● READING TEXT:
Antibodies (Ab), integral elements of the immunoglobulin (Ig) secreted by immune cells, serve as a crucial part of the body's adaptive immune system. These immune molecules possess an inherent capability to specifically bind to antigens and stimulate immune responses in the organism. The multidimensionality of an antibody's structure makes it a biological cornerstone for adaptive immunity and extensive antigen recognition.
With the rapid development of biotechnology and advancements in information technology, a significant amount of immunologically relevant biological data has been accumulated. Consequently, the emergence of immunoinformatics was inevitable; its purpose being to leverage this massive data repository for storage, management, retrieval, research, and application, thereby unraveling patterns pertinent to immunology.
Antibody informatics, a critical constituent of immunoinformatics, involves the study of concepts related to immunoglobulins or antibodies, along with a variety of databases and tools utilized for the storage and analysis of immunoglobulin or antibody data and their properties. These antibody databases primarily handle the collection and management of information concerning the genes, protein sequences, and structures of immunoglobulins or antibodies. This allows for a correlation between the structure and function of antibodies, driven by antibodies sequence and structural information. Since the establishment of the inaugural antibody database, Kabat, in 1970, several databases related to the field of immunogenetics, especially those concerning antibodies, have successively emerged. Amongst them, large-scale commonly used databases include the international immunogenetics information system IMGT that caters to immunoinformatics, as well as the antibody online analysis system, abYsis.

● RECORDED INFORMATION:

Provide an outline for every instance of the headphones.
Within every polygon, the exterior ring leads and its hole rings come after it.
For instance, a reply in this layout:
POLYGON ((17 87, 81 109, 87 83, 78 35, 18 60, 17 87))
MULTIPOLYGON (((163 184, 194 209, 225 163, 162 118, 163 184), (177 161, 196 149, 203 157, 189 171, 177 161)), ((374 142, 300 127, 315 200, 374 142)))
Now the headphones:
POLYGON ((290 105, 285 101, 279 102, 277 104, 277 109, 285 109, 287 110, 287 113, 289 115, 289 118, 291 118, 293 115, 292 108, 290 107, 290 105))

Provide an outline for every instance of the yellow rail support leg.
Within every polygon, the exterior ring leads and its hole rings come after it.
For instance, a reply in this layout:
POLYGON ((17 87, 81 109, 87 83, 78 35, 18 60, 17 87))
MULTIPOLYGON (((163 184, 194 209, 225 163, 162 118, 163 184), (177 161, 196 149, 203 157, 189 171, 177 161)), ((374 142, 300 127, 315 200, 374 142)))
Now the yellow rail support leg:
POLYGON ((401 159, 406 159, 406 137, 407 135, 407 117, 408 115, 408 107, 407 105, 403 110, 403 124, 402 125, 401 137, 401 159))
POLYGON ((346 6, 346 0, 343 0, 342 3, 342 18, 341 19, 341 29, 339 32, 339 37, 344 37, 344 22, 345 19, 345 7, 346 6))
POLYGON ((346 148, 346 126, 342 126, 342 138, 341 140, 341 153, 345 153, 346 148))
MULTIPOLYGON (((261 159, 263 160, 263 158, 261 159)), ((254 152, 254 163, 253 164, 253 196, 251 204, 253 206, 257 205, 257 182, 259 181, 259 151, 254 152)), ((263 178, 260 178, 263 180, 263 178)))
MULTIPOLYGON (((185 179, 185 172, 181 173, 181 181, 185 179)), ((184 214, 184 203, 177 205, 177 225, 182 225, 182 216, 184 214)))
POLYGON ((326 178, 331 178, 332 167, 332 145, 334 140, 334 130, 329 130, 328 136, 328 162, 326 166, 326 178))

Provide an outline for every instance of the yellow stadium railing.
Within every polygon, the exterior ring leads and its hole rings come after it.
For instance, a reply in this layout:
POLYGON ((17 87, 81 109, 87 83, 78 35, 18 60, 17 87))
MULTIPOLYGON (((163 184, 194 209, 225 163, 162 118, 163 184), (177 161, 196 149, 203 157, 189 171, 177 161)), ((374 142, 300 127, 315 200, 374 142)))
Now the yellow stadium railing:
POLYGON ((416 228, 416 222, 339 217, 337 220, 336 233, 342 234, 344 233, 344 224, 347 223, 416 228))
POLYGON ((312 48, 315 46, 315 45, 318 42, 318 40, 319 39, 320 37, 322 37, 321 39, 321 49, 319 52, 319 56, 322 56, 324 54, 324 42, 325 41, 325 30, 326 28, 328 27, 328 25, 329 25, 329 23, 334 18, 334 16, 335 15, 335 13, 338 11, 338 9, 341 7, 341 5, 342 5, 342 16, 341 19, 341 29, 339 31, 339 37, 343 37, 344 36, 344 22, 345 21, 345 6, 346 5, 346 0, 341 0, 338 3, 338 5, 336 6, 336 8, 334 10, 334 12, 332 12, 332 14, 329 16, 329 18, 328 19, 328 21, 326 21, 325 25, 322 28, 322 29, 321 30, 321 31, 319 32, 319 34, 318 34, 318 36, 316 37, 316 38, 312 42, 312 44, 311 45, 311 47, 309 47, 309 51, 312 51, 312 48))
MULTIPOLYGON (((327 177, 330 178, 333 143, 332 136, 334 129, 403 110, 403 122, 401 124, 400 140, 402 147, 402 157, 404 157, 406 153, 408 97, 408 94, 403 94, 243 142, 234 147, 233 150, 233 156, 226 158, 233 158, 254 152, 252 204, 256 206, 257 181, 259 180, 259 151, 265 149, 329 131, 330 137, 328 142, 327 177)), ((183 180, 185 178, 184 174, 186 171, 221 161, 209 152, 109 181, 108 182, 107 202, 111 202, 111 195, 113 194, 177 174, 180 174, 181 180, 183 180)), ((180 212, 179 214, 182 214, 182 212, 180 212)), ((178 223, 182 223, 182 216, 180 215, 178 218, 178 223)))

● WHAT TO DO: Transcribe the passage from the text on antibody informatics, from "Antibodies (Ab), integral" up to and including "extensive antigen recognition.".

● SOLUTION FOR THIS TASK:
Antibodies (Ab), integral elements of the immunoglobulin (Ig) secreted by immune cells, serve as a crucial part of the body's adaptive immune system. These immune molecules possess an inherent capability to specifically bind to antigens and stimulate immune responses in the organism. The multidimensionality of an antibody's structure makes it a biological cornerstone for adaptive immunity and extensive antigen recognition.